→ PARTIES DE L'EXERCICE:
1) D'après le texte sur l'exploitation sexuelle des enfants, combien de victimes la base de données d'INTERPOL a-t-elle permis d'identifier dans le monde ?
2) Extrayez à l'identique du texte sur l'exploitation sexuelle des enfants le passage allant de « En octobre 2018 » à « sur des enfants. ».
---- EXTRAIT À LIRE
Pour elle,  la recrudescence de la violence contre les enfants et les nouvelles formes d’exploitation et d’abus sexuels, tant en ligne que hors ligne, pendant et après les mesures de confinement, menacent d’éroder davantage la situation de millions d’enfants dans le monde, qui sont déjà dans une situation socio-économique précaire.

Dans la lutte contre ces crimes elle a déploré les ressources financières et humaines souvent limitées pour lutter et prendre soin des victimes, le manque de données fiables nuisant à la visibilité des problèmes et empêchant l’élaboration de réponses et de mesures préventives adéquates.

L’experte a recommandé aux gouvernements de « créer un système de protection fondé sur les droits » afin de «prévenir ou atténuer les risques accrus de violence, de maltraitance, de négligence et d’exploitation des enfants lors de situations d’urgence nationale ou de crise de santé publique, comme la pandémie de Covid-19 ».

Contexte général

ECPAT international, un réseau mondial d’organisations luttant contre les formes d’abus et d’exploitations sexuels des enfants milite également pour l’implication des gouvernements et des entreprises technologiques. A l’occasion de la Journée mondiale pour un internet plus sûr tenue le 9 février dernier, le réseau a déclaré qu’ un seul rapport d’exploitation sexuelle fait par une entreprise de technologie aux autorités peut avoir pour résultat qu’un enfant est protégé partout dans le monde.

« Si les entreprises arrêtent d’utiliser des outils qui détectent les matériels d’abus sexuels sur enfants, les enfants en situation d’abus sont effectivement abandonnés », a t-il prévenu à cet effet.

En octobre 2018 Facebook a déclaré que ses modérateurs au cours du dernier trimestre de cette période-là avaient supprimé 8,7 millions d’images d’utilisateurs de nudité enfantine à l’aide d’un logiciel non divulgué qui signale automatiquement ces photos. Même si « du jour au lendemain », l’entreprise  a annoncé qu’elle cesserait d’analyser ses plateformes à la recherche de matériel connu d’abus sexuels sur des enfants.

A l’heure actuelle, la base de données d’INTERPOL sur l’exploitation sexuelle des enfants contient plus de 2,7 millions d’images et de vidéos et a permis d’identifier 23 500 victimes dans le monde. Des exploitations qui concernent également de très jeunes enfants et même des bébés selon l’organisation.
--------
---- DONNÉES À EXAMINER
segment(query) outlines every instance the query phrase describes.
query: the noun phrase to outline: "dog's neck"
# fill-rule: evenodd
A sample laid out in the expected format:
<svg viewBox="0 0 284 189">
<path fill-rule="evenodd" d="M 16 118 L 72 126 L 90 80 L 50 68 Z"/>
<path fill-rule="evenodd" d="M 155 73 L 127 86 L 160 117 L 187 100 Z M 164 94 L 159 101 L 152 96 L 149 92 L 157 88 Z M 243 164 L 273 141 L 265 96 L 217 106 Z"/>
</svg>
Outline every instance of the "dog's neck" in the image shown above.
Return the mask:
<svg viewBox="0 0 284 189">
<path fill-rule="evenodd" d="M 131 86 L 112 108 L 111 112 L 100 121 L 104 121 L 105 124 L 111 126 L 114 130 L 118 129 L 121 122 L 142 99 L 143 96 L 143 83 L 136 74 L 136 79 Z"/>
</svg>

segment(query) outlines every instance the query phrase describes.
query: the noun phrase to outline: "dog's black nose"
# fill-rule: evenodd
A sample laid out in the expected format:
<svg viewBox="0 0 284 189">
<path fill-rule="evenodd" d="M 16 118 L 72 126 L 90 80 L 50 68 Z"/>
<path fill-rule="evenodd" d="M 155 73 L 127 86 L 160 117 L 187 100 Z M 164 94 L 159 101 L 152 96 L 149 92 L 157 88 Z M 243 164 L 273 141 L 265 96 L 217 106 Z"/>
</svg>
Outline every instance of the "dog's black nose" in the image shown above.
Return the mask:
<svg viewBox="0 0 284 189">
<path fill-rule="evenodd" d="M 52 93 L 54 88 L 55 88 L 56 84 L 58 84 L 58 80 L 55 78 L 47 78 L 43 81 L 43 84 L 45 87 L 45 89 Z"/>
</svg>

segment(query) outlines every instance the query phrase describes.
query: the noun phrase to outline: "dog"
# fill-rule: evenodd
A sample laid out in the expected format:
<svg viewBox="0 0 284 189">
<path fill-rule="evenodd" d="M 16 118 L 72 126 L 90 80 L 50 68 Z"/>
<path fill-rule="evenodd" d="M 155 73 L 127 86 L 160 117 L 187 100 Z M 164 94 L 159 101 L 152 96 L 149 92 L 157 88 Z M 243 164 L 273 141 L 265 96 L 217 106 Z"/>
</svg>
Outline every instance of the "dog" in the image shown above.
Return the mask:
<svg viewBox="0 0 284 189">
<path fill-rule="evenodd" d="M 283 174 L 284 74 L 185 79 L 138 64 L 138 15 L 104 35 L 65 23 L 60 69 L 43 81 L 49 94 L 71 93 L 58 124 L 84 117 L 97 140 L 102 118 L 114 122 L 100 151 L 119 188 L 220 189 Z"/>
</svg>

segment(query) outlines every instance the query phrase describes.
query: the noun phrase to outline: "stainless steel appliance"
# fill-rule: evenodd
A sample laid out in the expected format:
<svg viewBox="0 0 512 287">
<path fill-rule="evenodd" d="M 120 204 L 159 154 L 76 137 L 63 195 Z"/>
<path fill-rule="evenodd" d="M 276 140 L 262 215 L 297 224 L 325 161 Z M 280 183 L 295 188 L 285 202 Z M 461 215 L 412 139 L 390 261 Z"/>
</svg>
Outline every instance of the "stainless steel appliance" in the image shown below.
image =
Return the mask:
--------
→ RÉSULTATS PAR TÂCHE:
1) Elle a permis d'identifier 23 500 victimes dans le monde.

2)
En octobre 2018 Facebook a déclaré que ses modérateurs au cours du dernier trimestre de cette période-là avaient supprimé 8,7 millions d’images d’utilisateurs de nudité enfantine à l’aide d’un logiciel non divulgué qui signale automatiquement ces photos. Même si « du jour au lendemain », l’entreprise  a annoncé qu’elle cesserait d’analyser ses plateformes à la recherche de matériel connu d’abus sexuels sur des enfants.